◆ PROBLEM TO SOLVE
When you repeat the entries below, please keep them exact and leave out the pictures.

=======

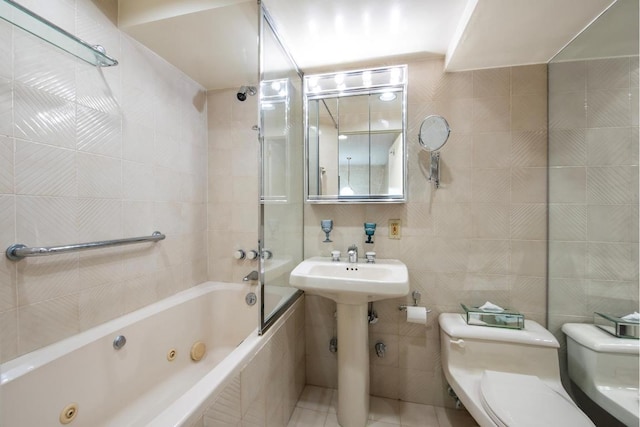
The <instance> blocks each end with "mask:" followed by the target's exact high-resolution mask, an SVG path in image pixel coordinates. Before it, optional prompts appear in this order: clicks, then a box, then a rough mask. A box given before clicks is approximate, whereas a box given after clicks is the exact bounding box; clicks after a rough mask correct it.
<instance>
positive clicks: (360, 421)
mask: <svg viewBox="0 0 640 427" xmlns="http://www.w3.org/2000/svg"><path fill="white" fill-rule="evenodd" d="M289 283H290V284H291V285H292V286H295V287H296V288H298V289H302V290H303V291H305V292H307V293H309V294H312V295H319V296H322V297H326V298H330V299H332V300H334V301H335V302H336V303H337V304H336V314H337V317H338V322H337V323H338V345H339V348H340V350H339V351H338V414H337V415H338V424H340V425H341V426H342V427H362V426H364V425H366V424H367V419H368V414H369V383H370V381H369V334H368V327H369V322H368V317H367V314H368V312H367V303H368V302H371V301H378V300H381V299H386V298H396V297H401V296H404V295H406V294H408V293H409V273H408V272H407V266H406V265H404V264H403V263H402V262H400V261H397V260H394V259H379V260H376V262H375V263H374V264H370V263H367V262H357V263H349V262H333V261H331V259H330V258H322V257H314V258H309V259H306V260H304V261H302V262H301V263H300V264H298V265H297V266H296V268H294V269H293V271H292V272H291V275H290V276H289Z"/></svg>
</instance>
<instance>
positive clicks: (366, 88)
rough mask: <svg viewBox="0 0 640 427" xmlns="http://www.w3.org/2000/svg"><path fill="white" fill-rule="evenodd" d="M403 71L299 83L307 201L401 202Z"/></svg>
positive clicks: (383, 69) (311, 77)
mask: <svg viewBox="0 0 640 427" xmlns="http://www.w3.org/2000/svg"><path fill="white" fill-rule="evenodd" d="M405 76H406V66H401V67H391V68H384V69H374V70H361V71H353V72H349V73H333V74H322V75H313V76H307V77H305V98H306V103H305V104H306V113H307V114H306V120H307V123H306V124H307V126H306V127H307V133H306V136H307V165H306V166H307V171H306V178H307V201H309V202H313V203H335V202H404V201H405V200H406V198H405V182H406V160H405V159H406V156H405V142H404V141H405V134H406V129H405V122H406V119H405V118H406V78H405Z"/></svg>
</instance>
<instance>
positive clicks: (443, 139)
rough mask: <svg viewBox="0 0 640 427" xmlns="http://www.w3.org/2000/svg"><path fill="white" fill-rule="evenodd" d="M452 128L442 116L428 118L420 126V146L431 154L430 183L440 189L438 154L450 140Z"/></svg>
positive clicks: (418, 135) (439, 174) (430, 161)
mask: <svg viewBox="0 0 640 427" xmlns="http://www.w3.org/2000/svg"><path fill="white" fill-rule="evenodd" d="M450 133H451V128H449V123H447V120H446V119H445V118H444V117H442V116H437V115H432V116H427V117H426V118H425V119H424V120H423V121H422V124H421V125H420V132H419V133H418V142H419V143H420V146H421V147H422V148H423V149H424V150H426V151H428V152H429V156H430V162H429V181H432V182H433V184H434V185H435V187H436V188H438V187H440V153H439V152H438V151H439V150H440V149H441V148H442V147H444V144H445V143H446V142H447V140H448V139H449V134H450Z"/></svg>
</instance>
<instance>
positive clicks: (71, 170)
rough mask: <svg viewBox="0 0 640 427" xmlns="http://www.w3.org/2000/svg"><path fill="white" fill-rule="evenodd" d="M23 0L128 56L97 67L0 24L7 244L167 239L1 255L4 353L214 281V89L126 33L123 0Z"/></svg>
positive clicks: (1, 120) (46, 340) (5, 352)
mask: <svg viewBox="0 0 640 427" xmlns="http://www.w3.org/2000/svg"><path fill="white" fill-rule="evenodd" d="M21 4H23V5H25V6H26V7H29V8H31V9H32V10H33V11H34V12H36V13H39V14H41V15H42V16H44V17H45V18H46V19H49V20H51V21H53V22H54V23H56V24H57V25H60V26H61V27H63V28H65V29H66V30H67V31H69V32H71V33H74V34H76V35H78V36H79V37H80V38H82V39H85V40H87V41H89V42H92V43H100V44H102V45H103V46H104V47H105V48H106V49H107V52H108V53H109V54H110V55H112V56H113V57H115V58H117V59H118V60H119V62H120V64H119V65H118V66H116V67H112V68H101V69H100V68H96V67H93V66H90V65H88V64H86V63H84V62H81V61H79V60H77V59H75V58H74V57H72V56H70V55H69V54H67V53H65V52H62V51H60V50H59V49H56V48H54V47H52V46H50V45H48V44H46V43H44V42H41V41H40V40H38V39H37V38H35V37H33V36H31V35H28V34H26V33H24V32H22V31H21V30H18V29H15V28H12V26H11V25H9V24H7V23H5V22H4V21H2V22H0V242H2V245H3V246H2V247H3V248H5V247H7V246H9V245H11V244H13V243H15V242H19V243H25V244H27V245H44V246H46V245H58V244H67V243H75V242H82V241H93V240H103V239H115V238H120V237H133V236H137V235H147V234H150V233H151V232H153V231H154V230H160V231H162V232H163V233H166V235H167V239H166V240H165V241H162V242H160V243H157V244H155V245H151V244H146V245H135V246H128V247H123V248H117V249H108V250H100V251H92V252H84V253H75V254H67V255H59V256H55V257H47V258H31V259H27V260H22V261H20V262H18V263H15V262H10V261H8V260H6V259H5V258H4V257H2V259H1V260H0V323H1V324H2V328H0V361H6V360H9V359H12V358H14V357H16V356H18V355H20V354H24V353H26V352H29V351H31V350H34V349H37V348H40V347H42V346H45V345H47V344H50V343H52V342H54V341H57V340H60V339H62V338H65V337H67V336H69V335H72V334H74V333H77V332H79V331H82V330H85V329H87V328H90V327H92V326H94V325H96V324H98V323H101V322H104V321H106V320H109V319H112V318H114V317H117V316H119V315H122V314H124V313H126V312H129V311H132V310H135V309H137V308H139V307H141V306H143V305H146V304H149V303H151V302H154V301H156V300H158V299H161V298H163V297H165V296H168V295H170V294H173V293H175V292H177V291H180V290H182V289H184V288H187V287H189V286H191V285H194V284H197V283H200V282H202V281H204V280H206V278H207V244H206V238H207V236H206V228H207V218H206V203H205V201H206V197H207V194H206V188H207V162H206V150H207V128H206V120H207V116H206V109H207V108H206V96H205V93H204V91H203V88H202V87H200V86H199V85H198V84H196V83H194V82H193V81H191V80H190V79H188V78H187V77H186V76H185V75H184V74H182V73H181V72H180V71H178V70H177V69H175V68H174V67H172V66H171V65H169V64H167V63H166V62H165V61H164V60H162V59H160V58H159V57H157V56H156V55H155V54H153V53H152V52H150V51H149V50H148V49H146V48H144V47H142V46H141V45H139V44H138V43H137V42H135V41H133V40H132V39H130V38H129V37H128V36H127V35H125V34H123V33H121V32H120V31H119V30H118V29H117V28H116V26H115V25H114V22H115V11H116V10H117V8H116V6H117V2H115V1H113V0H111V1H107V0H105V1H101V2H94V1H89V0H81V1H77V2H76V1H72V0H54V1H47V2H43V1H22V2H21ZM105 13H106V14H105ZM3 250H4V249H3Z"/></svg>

=======

◆ ANSWER SPACE
The <instance> blocks each end with "mask:" followed by the target's exact high-resolution mask, an SVG path in image pixel coordinates. Before it, optional prompts appear in this order: clicks, then a box, then a rough mask. A box given before clicks is approximate, whereas a box given after clicks is the exact bounding box; clicks after a rough mask correct it.
<instance>
positive clicks: (360, 421)
mask: <svg viewBox="0 0 640 427" xmlns="http://www.w3.org/2000/svg"><path fill="white" fill-rule="evenodd" d="M289 283H290V284H291V285H292V286H295V287H296V288H298V289H302V290H303V291H305V292H307V293H309V294H312V295H319V296H322V297H326V298H330V299H332V300H334V301H335V302H336V303H337V304H336V314H337V317H338V322H337V323H338V345H339V348H340V350H339V351H338V414H337V415H338V424H340V425H341V426H342V427H362V426H364V425H366V424H367V419H368V414H369V383H370V381H369V334H368V327H369V322H368V317H367V314H368V312H367V303H368V302H371V301H378V300H381V299H386V298H396V297H401V296H404V295H406V294H408V293H409V273H408V272H407V266H406V265H404V264H403V263H402V262H400V261H397V260H394V259H379V260H376V262H375V263H374V264H370V263H367V262H357V263H349V262H333V261H331V259H330V258H322V257H314V258H309V259H306V260H304V261H302V262H301V263H300V264H298V265H297V266H296V268H294V269H293V271H292V272H291V275H290V276H289Z"/></svg>
</instance>
<instance>
positive clicks: (366, 88)
rough mask: <svg viewBox="0 0 640 427" xmlns="http://www.w3.org/2000/svg"><path fill="white" fill-rule="evenodd" d="M403 71L299 83L307 201L401 202Z"/></svg>
positive clicks: (383, 69) (311, 77)
mask: <svg viewBox="0 0 640 427" xmlns="http://www.w3.org/2000/svg"><path fill="white" fill-rule="evenodd" d="M405 76H406V66H401V67H391V68H384V69H374V70H361V71H353V72H349V73H333V74H322V75H313V76H307V77H305V98H306V103H305V104H306V113H307V114H306V120H307V123H306V124H307V126H306V127H307V133H306V136H307V165H306V166H307V171H306V178H307V201H309V202H313V203H335V202H404V201H405V200H406V198H405V182H406V160H405V159H406V156H405V142H404V141H405V134H406V129H405V122H406V119H405V118H406V78H405Z"/></svg>
</instance>
<instance>
positive clicks: (443, 139)
rough mask: <svg viewBox="0 0 640 427" xmlns="http://www.w3.org/2000/svg"><path fill="white" fill-rule="evenodd" d="M452 128L442 116L428 118L420 126V146L431 154L430 183L440 189L438 154L450 140Z"/></svg>
positive clicks: (418, 135) (439, 174) (430, 161)
mask: <svg viewBox="0 0 640 427" xmlns="http://www.w3.org/2000/svg"><path fill="white" fill-rule="evenodd" d="M450 133H451V128H449V123H447V120H446V119H445V118H444V117H442V116H437V115H432V116H427V117H426V118H425V119H424V120H423V121H422V124H421V125H420V132H419V133H418V142H419V143H420V146H421V147H422V148H423V149H424V150H426V151H428V152H429V156H430V162H429V181H432V182H433V184H434V185H435V187H436V188H438V187H440V153H439V152H438V151H439V150H440V149H441V148H442V147H444V144H445V143H446V142H447V140H448V139H449V134H450Z"/></svg>
</instance>
<instance>
positive clicks: (71, 170)
rough mask: <svg viewBox="0 0 640 427" xmlns="http://www.w3.org/2000/svg"><path fill="white" fill-rule="evenodd" d="M23 0L128 56L97 67L0 24L7 244L167 239L1 255L4 353L214 281V89L126 33L123 0Z"/></svg>
positive clicks: (1, 120) (46, 340) (5, 352)
mask: <svg viewBox="0 0 640 427" xmlns="http://www.w3.org/2000/svg"><path fill="white" fill-rule="evenodd" d="M21 4H23V5H25V6H26V7H29V8H31V9H32V10H33V11H34V12H36V13H39V14H41V15H42V16H44V17H45V18H46V19H49V20H51V21H53V22H54V23H56V24H57V25H60V26H61V27H63V28H65V29H66V30H67V31H69V32H71V33H74V34H76V35H78V36H79V37H80V38H82V39H85V40H87V41H89V42H92V43H100V44H102V45H103V46H104V47H105V48H106V49H107V52H108V53H109V54H110V55H112V56H113V57H115V58H117V59H118V60H119V62H120V64H119V65H118V66H116V67H112V68H101V69H100V68H96V67H93V66H90V65H88V64H86V63H84V62H81V61H79V60H77V59H75V58H74V57H72V56H70V55H69V54H67V53H65V52H62V51H60V50H59V49H56V48H54V47H52V46H50V45H48V44H46V43H44V42H41V41H40V40H38V39H37V38H35V37H33V36H31V35H28V34H26V33H24V32H22V31H21V30H18V29H15V28H12V26H11V25H9V24H7V23H5V22H4V21H2V22H0V242H2V245H3V246H2V247H3V248H5V247H7V246H9V245H11V244H13V243H15V242H19V243H25V244H27V245H44V246H46V245H58V244H67V243H75V242H82V241H93V240H103V239H115V238H120V237H133V236H137V235H147V234H150V233H151V232H153V231H154V230H160V231H162V232H163V233H166V235H167V239H166V240H165V241H162V242H160V243H157V244H155V245H151V244H146V245H135V246H128V247H123V248H117V249H108V250H100V251H92V252H84V253H75V254H67V255H59V256H55V257H47V258H31V259H27V260H22V261H20V262H18V263H15V262H10V261H8V260H6V259H5V258H4V257H2V259H1V260H0V323H1V324H2V328H0V361H6V360H9V359H12V358H14V357H16V356H18V355H20V354H24V353H26V352H29V351H31V350H34V349H37V348H40V347H42V346H45V345H47V344H50V343H52V342H54V341H57V340H60V339H62V338H65V337H67V336H69V335H72V334H74V333H77V332H79V331H82V330H85V329H87V328H90V327H92V326H94V325H96V324H98V323H101V322H104V321H106V320H109V319H112V318H114V317H117V316H119V315H122V314H124V313H126V312H129V311H132V310H135V309H137V308H139V307H141V306H143V305H146V304H149V303H151V302H154V301H156V300H158V299H161V298H163V297H165V296H168V295H170V294H173V293H175V292H177V291H180V290H182V289H184V288H187V287H189V286H191V285H194V284H197V283H200V282H202V281H204V280H206V278H207V244H206V238H207V236H206V228H207V218H206V203H205V201H206V197H207V194H206V188H207V162H206V150H207V128H206V120H207V116H206V109H207V108H206V96H205V93H204V91H203V88H202V87H200V86H199V85H198V84H196V83H194V82H193V81H191V80H190V79H188V78H187V77H186V76H185V75H184V74H182V73H181V72H180V71H178V70H177V69H175V68H174V67H172V66H171V65H169V64H167V63H166V62H165V61H164V60H162V59H160V58H159V57H157V56H156V55H155V54H153V53H152V52H150V51H149V50H148V49H146V48H144V47H142V46H141V45H139V44H138V43H137V42H135V41H133V40H132V39H130V38H129V37H128V36H127V35H125V34H123V33H121V32H120V31H119V30H118V29H117V28H116V26H115V25H114V22H115V11H116V10H117V8H116V6H117V2H115V1H113V0H111V1H107V0H105V1H101V2H94V1H89V0H81V1H77V2H76V1H72V0H54V1H47V2H43V1H22V2H21ZM105 13H106V14H105ZM3 250H4V249H3Z"/></svg>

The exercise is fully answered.